Work to do: Please write out every line of the listing below between the lines holding "of the left" and "of the wrist", inclusive. Shift each answer coordinate by adding 37 to both of its numbers, and leave everything else unchanged.
──────────────────────────────
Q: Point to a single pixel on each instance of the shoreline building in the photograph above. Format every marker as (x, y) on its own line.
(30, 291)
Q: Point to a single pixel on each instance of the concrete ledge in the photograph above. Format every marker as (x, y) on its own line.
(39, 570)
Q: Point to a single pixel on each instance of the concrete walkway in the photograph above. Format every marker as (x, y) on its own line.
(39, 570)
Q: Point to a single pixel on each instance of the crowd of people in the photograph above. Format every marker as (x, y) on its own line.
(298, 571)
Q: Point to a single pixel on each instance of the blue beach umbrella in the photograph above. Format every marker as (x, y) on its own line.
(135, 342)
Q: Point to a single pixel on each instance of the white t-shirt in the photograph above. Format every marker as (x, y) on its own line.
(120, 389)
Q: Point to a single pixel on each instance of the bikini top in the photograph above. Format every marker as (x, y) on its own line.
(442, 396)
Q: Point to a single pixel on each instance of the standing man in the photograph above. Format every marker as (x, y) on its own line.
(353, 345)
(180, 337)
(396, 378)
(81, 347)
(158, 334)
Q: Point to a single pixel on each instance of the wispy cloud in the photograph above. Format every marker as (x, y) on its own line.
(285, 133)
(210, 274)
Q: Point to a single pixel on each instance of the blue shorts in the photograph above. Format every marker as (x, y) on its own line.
──────────────────────────────
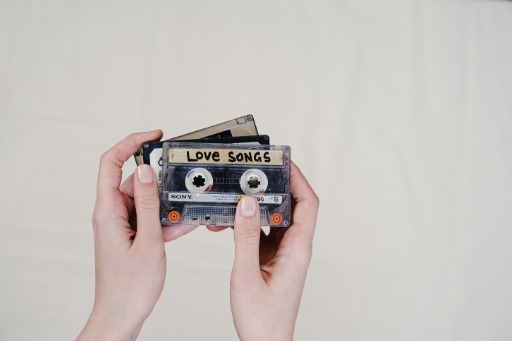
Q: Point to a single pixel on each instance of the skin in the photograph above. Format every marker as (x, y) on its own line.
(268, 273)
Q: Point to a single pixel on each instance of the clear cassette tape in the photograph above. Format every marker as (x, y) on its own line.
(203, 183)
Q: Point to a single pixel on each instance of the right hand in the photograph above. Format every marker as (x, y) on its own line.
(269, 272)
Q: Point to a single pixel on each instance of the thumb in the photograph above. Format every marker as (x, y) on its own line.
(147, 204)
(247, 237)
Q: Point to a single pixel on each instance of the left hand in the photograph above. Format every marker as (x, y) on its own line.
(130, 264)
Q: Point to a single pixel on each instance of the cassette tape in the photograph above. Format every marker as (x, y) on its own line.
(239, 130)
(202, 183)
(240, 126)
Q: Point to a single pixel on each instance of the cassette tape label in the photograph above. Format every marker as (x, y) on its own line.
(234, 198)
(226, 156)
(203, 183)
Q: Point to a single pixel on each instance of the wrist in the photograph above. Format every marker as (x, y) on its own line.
──────────────────────────────
Written solution:
Q: Point to a single pixel on each instance of the left hand in the photograph above. Format every marker as (x, y) on its own line.
(167, 301)
Q: Point to a single pixel on each instance of the cassette tape in the photograph above. Format every marker as (x, y) on its own line.
(276, 167)
(239, 220)
(277, 163)
Q: Point to a single pixel on each instance of the cassette tape label in the photograph above. Format every marker as (x, y) on its own line.
(271, 235)
(263, 193)
(240, 220)
Q: Point to a single pixel on each instance of the wrist in the photograph above. Format every marker as (x, y) on its own line.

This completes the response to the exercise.